## Problem requirements
Reproduce exactly the lines below from the one containing "locate the gravel driveway in the photo above" through the one containing "locate the dry sand in the photo above", including both, and nothing else.

Collected data
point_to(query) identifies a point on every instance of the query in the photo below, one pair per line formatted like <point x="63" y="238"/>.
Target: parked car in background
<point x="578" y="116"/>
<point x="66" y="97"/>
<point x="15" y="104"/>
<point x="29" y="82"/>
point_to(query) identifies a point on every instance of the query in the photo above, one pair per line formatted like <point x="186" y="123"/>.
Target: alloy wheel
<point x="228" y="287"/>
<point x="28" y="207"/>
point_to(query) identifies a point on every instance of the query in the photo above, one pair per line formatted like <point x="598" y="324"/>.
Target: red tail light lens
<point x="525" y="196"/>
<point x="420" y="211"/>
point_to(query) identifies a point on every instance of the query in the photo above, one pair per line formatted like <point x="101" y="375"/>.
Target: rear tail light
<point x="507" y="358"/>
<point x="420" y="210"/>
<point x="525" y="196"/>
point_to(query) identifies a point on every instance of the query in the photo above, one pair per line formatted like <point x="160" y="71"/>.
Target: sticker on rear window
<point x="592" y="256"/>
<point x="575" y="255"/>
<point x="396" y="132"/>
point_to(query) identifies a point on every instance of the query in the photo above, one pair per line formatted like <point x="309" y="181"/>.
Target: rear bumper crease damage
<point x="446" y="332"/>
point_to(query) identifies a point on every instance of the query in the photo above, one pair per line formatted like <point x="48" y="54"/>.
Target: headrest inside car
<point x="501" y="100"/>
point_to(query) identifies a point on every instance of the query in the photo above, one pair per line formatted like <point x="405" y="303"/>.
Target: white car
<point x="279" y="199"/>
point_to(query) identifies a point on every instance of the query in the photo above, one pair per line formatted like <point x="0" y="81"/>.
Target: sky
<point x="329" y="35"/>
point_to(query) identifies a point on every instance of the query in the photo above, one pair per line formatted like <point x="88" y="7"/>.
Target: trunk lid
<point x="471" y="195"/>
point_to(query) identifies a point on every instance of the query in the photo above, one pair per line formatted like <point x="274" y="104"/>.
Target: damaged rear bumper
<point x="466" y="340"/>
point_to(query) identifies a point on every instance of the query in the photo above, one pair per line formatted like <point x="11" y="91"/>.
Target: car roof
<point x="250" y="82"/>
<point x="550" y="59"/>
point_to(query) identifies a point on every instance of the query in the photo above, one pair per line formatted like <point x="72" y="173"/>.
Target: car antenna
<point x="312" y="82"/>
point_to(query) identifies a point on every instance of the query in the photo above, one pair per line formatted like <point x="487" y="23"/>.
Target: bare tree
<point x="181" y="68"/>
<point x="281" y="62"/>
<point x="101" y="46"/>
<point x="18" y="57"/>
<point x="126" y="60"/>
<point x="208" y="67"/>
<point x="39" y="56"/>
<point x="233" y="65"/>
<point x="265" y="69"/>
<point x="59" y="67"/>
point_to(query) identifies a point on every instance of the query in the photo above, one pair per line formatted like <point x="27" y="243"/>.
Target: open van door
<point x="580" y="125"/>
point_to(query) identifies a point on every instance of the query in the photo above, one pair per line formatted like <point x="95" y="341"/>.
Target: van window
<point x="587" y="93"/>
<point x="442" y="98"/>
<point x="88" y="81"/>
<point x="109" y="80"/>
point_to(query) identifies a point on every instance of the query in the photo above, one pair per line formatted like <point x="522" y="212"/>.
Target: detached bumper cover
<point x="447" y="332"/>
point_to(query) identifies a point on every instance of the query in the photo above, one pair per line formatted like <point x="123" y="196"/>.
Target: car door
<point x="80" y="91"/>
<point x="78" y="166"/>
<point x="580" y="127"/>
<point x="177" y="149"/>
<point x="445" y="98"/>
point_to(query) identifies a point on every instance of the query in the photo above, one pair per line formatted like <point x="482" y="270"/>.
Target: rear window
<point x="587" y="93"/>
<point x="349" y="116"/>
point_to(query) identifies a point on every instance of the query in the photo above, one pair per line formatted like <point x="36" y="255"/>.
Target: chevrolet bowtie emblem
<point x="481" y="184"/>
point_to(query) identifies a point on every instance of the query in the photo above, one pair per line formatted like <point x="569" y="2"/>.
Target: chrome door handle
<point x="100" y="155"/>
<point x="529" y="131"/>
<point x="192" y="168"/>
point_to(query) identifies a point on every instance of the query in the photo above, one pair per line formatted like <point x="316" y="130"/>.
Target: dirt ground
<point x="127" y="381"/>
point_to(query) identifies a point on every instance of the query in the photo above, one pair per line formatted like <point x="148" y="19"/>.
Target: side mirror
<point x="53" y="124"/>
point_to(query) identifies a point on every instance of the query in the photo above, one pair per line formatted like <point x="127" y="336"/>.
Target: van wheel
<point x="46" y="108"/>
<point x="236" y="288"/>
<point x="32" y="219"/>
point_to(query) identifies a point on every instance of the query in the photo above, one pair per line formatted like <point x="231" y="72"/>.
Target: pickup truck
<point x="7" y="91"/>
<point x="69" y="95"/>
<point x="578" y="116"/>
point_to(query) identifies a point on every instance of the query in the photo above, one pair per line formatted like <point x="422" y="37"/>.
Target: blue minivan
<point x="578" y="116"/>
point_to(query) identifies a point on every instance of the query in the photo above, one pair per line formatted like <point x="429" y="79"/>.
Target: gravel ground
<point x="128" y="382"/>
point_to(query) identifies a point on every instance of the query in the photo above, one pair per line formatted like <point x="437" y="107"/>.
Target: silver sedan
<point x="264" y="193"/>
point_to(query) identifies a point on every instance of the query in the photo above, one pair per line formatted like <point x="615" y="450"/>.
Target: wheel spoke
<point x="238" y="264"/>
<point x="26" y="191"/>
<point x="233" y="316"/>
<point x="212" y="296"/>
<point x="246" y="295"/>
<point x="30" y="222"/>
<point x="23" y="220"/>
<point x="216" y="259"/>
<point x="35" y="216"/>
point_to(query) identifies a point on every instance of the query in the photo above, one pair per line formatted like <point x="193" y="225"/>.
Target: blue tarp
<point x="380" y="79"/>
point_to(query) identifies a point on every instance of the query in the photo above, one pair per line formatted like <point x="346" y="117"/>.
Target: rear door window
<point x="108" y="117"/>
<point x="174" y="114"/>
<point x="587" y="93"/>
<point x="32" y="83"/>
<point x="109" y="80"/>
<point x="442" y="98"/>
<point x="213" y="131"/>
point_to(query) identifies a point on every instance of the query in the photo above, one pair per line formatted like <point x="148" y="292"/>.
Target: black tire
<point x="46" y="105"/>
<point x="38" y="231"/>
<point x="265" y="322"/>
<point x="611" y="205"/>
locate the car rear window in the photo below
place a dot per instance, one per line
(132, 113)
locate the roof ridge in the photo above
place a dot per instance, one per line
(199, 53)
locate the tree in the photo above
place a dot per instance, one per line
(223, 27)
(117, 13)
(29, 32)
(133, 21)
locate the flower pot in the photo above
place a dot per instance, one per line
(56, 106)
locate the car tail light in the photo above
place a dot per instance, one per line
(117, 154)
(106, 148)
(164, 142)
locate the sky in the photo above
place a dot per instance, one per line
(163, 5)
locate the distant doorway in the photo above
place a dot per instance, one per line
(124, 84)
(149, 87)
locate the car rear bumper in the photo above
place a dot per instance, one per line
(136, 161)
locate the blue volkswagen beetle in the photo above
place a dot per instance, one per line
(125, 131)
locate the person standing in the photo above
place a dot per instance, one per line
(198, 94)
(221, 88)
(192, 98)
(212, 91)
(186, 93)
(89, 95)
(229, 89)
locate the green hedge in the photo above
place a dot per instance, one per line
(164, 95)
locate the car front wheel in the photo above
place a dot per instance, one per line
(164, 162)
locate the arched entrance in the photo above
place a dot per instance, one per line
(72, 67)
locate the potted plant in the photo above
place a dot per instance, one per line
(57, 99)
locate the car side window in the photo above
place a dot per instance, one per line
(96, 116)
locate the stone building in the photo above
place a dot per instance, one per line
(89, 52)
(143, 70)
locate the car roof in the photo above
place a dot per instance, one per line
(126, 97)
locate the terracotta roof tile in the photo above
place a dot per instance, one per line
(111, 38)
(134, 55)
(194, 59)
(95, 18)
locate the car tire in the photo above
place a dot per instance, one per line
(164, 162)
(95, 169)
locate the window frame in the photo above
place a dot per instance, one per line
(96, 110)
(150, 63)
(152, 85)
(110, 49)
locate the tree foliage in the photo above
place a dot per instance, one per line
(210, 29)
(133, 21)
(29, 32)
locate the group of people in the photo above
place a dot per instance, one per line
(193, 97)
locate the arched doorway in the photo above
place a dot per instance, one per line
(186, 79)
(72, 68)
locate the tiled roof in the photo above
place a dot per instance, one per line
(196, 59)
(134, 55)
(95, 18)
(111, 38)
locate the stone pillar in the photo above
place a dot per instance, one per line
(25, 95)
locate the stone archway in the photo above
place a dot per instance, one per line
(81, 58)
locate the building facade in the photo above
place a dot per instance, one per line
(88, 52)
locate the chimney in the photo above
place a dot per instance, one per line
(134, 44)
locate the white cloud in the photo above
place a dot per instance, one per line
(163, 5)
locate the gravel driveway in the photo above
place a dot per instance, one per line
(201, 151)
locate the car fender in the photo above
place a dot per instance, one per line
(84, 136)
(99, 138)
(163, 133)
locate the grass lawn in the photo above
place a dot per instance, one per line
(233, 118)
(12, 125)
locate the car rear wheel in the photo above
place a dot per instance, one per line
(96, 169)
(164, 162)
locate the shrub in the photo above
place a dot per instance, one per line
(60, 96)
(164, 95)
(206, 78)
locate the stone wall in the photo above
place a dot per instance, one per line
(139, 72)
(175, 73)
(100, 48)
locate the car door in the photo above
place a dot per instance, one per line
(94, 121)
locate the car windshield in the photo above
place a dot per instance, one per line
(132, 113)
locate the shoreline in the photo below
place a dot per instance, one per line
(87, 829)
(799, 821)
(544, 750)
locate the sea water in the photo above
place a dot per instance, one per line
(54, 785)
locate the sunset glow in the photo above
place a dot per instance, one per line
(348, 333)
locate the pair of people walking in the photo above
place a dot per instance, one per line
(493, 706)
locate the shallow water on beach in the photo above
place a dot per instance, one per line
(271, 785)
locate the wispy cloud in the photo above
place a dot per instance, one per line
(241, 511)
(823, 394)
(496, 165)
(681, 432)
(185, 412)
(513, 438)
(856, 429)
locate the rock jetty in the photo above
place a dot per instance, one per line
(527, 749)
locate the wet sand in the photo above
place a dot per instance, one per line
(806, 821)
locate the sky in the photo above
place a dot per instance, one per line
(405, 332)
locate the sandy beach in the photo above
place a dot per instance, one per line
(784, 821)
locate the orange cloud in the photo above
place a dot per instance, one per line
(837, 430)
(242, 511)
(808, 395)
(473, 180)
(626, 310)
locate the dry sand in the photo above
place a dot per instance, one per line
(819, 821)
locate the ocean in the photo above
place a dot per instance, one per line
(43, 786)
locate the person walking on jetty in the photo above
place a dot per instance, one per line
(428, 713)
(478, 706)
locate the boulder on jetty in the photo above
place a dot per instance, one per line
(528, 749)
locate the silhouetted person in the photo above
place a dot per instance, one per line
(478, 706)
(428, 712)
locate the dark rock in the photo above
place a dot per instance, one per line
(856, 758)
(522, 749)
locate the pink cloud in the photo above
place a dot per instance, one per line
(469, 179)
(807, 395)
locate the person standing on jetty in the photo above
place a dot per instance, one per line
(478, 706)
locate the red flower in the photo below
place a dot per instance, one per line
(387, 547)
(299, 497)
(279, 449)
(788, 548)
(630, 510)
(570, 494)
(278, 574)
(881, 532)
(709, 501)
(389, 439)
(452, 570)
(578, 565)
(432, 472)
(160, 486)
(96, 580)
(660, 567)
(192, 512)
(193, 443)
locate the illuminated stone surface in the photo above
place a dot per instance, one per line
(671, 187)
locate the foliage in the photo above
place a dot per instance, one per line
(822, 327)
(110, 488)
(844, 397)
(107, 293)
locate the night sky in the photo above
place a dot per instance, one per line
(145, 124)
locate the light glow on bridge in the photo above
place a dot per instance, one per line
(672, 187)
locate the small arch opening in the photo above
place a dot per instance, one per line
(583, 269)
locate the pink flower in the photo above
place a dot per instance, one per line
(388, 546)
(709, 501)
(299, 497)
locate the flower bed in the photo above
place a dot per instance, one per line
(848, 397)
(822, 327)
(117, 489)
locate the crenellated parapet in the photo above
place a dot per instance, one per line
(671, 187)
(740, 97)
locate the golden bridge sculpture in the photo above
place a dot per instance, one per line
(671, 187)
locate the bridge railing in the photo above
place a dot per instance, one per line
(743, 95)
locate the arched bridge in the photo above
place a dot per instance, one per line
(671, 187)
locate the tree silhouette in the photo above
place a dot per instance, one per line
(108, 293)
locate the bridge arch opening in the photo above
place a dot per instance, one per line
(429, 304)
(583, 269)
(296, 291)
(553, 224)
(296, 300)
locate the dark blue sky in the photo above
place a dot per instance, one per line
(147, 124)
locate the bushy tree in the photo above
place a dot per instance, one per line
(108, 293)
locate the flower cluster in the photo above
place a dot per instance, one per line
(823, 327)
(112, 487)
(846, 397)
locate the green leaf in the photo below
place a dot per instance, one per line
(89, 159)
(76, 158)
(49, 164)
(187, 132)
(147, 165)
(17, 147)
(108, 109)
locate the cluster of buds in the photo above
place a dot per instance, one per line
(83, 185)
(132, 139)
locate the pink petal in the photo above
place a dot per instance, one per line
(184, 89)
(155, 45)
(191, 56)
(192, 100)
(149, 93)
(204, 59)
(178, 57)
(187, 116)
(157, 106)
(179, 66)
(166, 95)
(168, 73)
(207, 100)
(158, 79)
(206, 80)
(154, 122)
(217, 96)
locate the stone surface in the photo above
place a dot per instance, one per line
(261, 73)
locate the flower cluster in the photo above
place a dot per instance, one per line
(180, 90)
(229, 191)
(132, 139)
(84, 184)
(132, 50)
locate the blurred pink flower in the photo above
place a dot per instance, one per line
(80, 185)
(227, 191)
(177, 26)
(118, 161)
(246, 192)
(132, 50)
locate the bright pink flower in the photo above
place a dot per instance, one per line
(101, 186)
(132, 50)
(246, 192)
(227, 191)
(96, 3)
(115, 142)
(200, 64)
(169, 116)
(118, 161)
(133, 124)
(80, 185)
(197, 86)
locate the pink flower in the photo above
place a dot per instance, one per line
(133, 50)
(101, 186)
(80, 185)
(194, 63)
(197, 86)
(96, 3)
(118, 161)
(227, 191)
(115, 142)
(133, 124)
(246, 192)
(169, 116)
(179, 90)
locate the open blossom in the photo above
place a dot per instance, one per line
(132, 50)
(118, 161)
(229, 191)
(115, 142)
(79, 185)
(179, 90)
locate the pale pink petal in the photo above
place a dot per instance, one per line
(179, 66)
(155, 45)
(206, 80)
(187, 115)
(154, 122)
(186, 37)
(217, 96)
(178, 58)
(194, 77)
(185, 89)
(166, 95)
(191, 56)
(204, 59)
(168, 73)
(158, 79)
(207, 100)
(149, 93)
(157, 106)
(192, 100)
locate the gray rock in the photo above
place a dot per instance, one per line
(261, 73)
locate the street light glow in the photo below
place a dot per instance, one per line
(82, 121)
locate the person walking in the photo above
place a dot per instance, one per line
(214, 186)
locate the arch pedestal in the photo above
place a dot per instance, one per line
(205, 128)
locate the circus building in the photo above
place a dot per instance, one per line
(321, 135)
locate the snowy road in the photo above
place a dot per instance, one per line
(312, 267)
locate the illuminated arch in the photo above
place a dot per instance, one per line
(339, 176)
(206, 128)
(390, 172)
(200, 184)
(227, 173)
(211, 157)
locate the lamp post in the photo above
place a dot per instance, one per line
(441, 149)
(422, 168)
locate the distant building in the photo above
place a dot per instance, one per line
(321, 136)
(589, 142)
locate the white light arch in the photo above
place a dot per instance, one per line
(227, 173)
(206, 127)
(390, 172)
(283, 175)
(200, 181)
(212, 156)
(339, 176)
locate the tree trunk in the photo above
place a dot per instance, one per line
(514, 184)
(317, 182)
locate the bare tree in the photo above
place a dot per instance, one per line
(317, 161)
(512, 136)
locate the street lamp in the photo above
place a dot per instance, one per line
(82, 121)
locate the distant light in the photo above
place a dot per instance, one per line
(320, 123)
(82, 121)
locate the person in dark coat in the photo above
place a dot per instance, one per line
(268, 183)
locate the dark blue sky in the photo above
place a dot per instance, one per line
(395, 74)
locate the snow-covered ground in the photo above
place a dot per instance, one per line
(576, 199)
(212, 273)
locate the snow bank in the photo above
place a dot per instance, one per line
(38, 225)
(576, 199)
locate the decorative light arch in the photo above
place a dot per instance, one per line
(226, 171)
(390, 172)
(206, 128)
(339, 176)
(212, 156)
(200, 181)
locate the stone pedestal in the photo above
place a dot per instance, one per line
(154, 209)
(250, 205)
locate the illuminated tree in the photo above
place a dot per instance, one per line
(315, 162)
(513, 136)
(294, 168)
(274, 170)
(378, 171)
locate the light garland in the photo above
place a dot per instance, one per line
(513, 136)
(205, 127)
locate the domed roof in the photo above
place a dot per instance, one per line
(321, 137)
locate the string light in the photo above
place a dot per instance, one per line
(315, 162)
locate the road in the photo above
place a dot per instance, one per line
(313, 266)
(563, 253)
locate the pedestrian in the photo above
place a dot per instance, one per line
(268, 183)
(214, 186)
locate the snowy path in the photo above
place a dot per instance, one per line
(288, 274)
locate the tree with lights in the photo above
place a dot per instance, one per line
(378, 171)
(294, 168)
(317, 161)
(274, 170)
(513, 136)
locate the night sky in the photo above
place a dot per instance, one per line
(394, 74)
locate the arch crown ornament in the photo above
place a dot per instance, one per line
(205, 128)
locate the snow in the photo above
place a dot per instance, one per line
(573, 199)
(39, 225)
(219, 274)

## Answer below
locate the gravel driveway in the photo above
place a dot per instance, one per line
(201, 151)
locate the car fender in the photo above
place a dot per instance, one per line
(84, 136)
(99, 138)
(163, 133)
locate the grass lawn in the photo above
place a dot per instance, one per line
(233, 118)
(12, 125)
locate the car rear wheel in the photo above
place a dot per instance, one per line
(96, 169)
(164, 162)
locate the shrub in the photo above
place a dot per instance, one per line
(60, 96)
(164, 95)
(206, 78)
locate the stone wall in the photo above
place a dot per instance, one per line
(139, 72)
(175, 73)
(100, 48)
locate the car door in the photo above
place a dot per instance, one per line
(94, 121)
locate the car windshield in the photo above
place a dot per instance, one per line
(132, 113)
locate the shoreline in the photo below
place a dot per instance, one per line
(87, 829)
(799, 821)
(544, 750)
locate the sea water in the photo above
place a dot per instance, one per line
(54, 785)
locate the sunset glow in the photo above
place a dot per instance, one per line
(348, 333)
locate the pair of people walking in the photo above
place a dot per instance, one per line
(493, 706)
locate the shallow water on beach in the photo above
place a dot per instance, one per line
(271, 785)
locate the wispy cloud in the photo above
place a dot per instance, one per line
(241, 511)
(823, 394)
(496, 165)
(681, 432)
(185, 412)
(513, 438)
(856, 429)
locate the rock jetty in the photo above
place a dot per instance, one per line
(527, 749)
locate the wet sand in the photo above
place a dot per instance, one per line
(806, 821)
locate the sky in the photo above
place a dot per instance, one per line
(405, 332)
locate the sandy beach in the photo above
place a dot per instance, one per line
(784, 821)
locate the orange cloud in the photo above
place a dot per instance, one per line
(837, 430)
(242, 511)
(808, 395)
(473, 180)
(626, 310)
locate the dry sand in the photo above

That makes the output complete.